» **EXCERPT**:
Friday, May 27, 2011

Kung Fu Panda 2 [2011]

MPAA (PG) CNS/USCCB () Roger Ebert (3 ½ stars) Fr Dennis (3 ½ stars)

IMDb listing -
CNS/USCCB review -
Roger Ebert review -

Kung Fu Panda 2 [2015] (directed by Jennifer Yuh, cowritten by Jonathan Aibel and Glenn Berger) is a well-written, well-animated (3D once again IMHO utterly unnecessary), well-voiced sequel to the first Kung Fu Panda movie written, directed, voiced and animated by the same team.

There’s a lovely gentle humor running through these young kid, family-oriented movies.  My favorite character remains Panda Po’s (voice by Jack Black) more or less obviously adoptive father, the noodle shop running Goose named Mr Ping (voice by James Hong).  That almost certainly Mr Ping could not possibly have been Panda Po’s actual father was a running gag through the first movie (even though it was obvious that Mr Ping cared deeply for his much larger, far furrier and certainly far larger/fatter son, and that Po never knew anyone else other than Mr Ping and presumably Mr Ping’s long deceased wife, as his parents).   Note simply that there are a lot of Chinese children that have been adopted over the years by American couples and that most of the time, they don't look much at all like each other (kinda like Po and Mr Ping) even if they certainly love one another (again much like the two in the Kung Fu Panda stories).  Panda Po’s origins and who Mr Ping came to take care of him is developed/explained nicely in this, the sequel.

Then there are the lovely paradoxes so much part of traditional East Asian spirituality (and which are actually part and parcel of _most_ spiritual/religious traditions even Christianity).  These include that the fabled “Dragon Warrior” master “destined to save Kung Fu” would turn out to be an overweight panda named Po, when so many _seemingly_ worthier candidates could be found, frustrating Shifu the Red Panda master (voice by Dustin Hoffman) who had to train Po, as well as some of Po's initial rivals including the Tigress (voice by Angelina Jolie), Mantis (voice by Seth Rogan), Viper (voice by Lucy Liu) and Crane (voice by David Cross) This made-up much of the story in the first Kung Fu Panda movie.

» **SOURCE EXCERPT**:
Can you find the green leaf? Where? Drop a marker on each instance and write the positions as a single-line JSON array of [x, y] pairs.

» **STATED GOAL 1**:
In the Kung Fu Panda 2 review, who voices Mr Ping?
» **STATED GOAL 2**:
Repeat everything in the Kung Fu Panda 2 review from "Friday, May 27, 2011" down to "the same team.".

» **COMPLETE ANSWER 1**:
James Hong

» **COMPLETE ANSWER 2**:
Friday, May 27, 2011

Kung Fu Panda 2 [2011]

MPAA (PG) CNS/USCCB () Roger Ebert (3 ½ stars) Fr Dennis (3 ½ stars)

IMDb listing -
CNS/USCCB review -
Roger Ebert review -

Kung Fu Panda 2 [2015] (directed by Jennifer Yuh, cowritten by Jonathan Aibel and Glenn Berger) is a well-written, well-animated (3D once again IMHO utterly unnecessary), well-voiced sequel to the first Kung Fu Panda movie written, directed, voiced and animated by the same team.